A single number is needed: how many lines of the data hold the word "image".

Extracted records -
=======
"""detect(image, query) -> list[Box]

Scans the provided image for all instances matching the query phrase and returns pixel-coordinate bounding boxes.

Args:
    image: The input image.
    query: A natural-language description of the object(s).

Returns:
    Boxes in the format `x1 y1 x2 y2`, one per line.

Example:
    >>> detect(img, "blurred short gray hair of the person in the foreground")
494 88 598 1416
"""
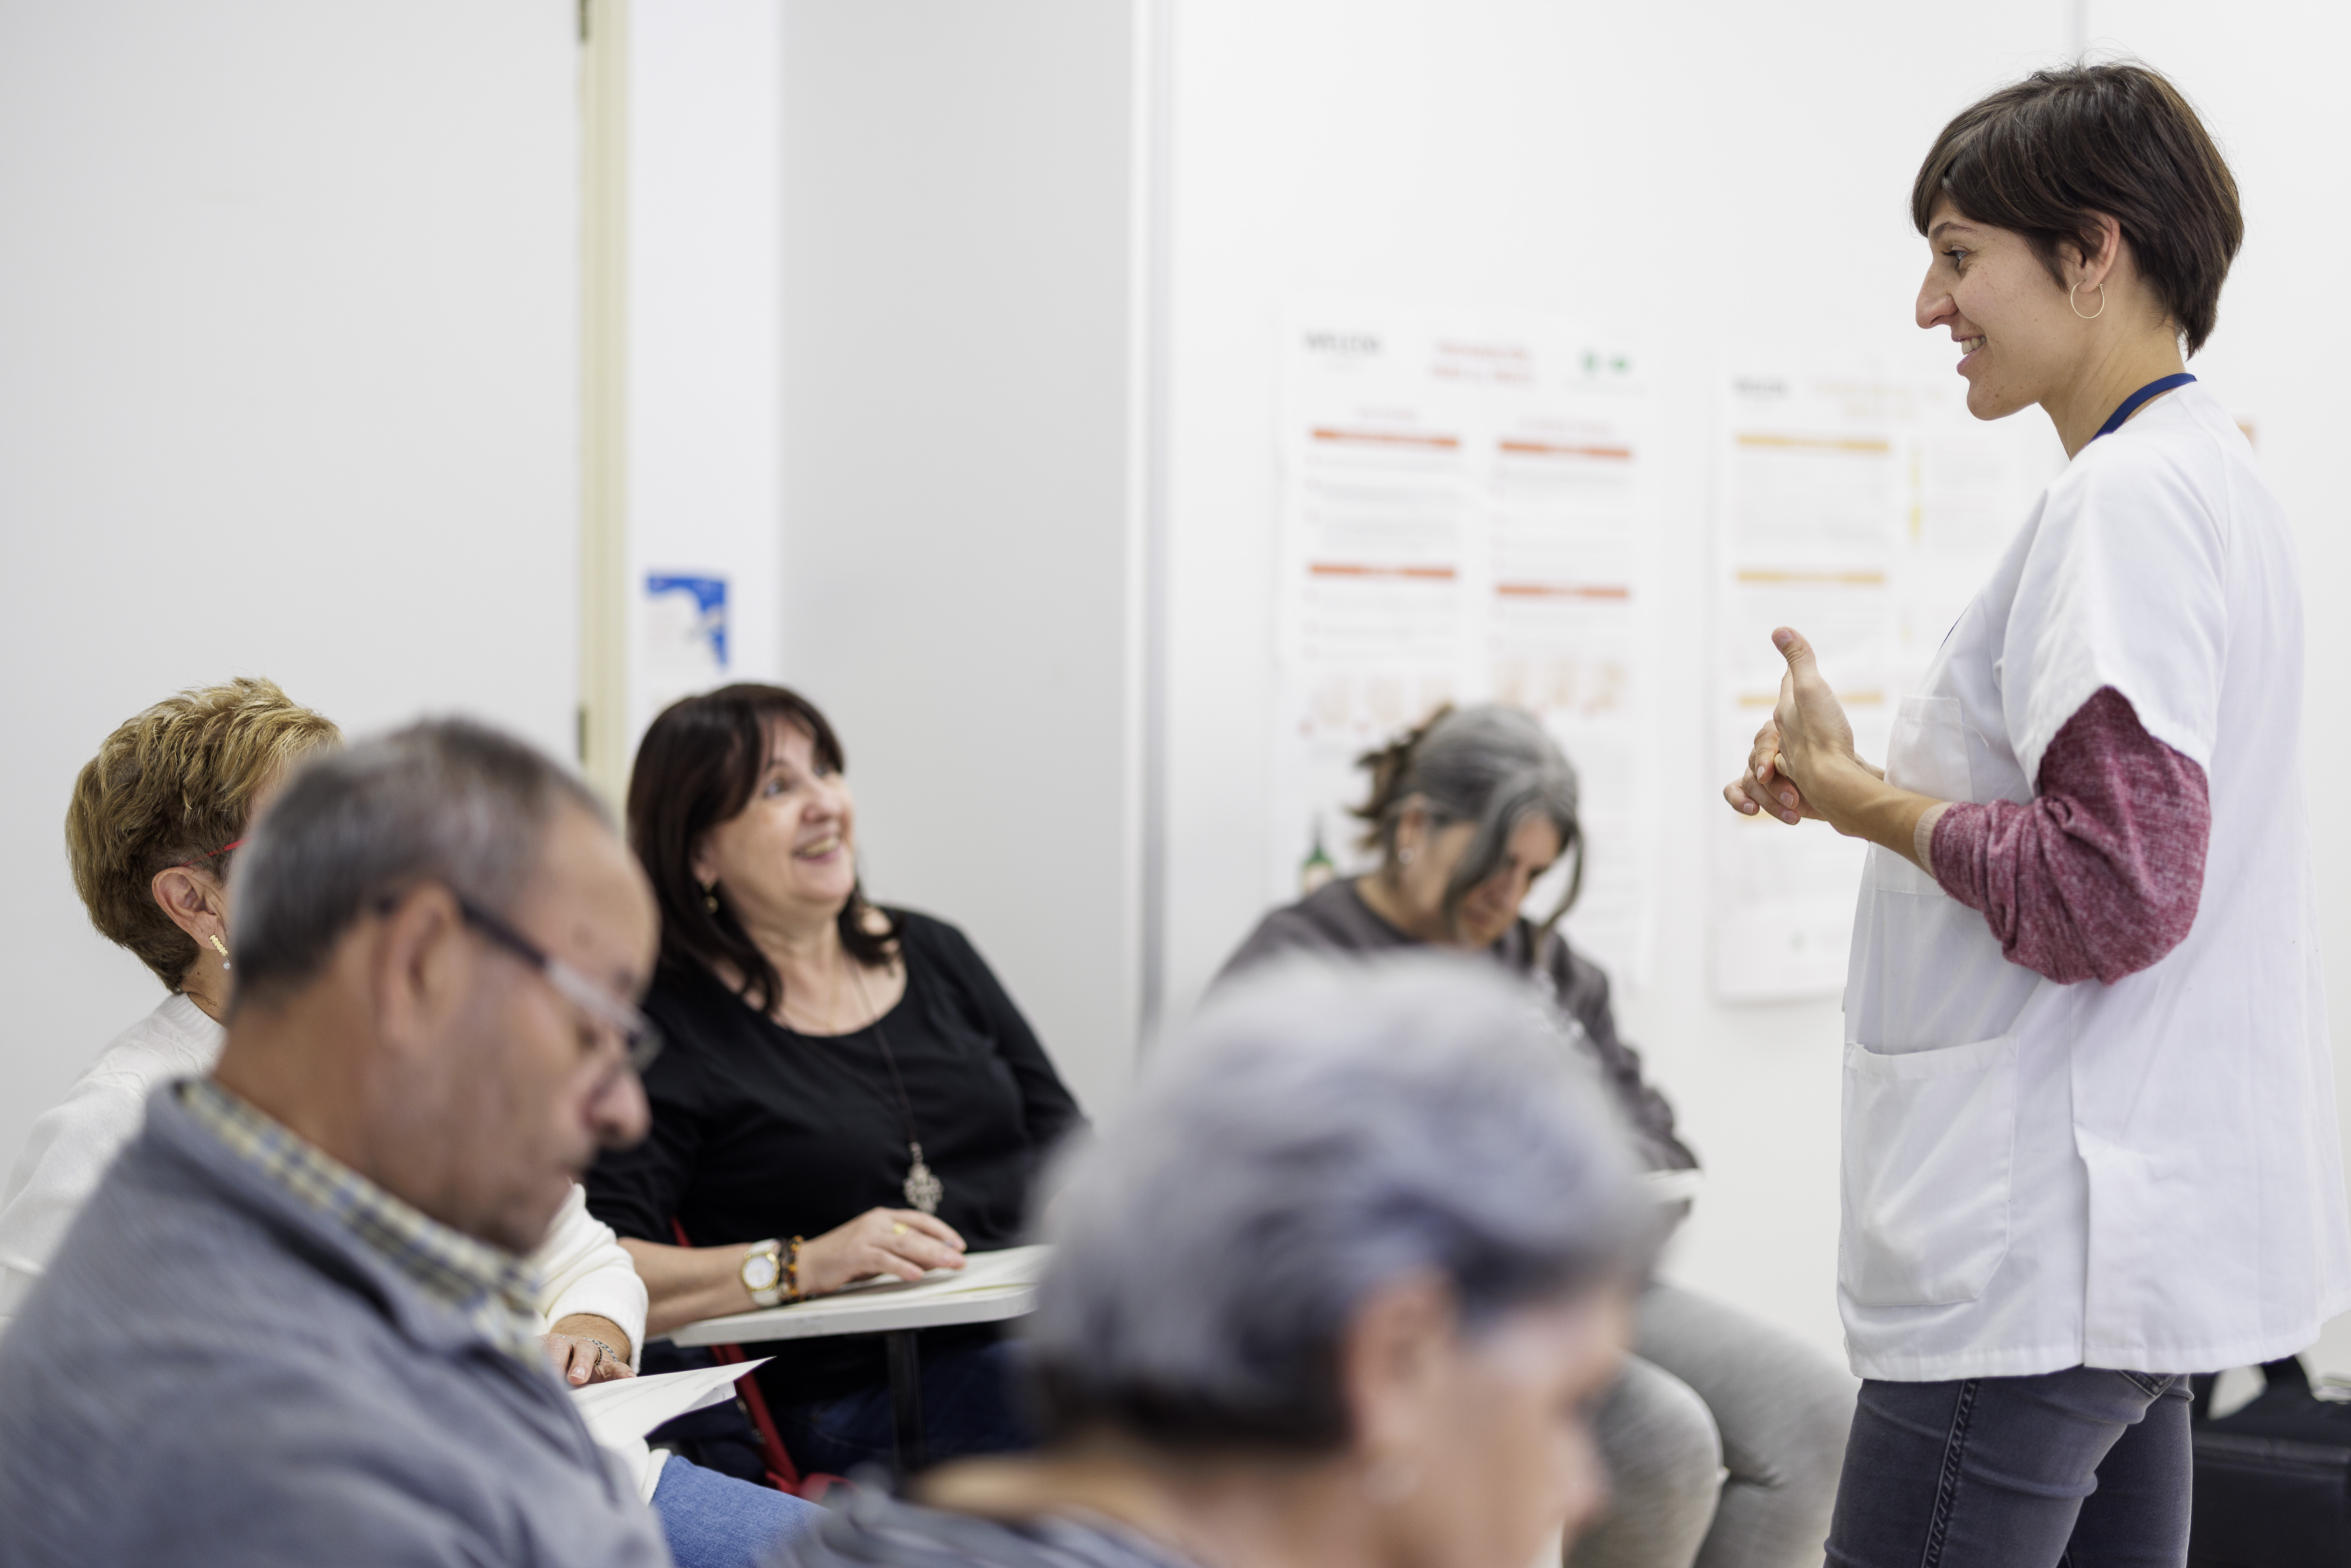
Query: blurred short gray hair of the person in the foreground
1027 954 1660 1453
=======
Task output - 3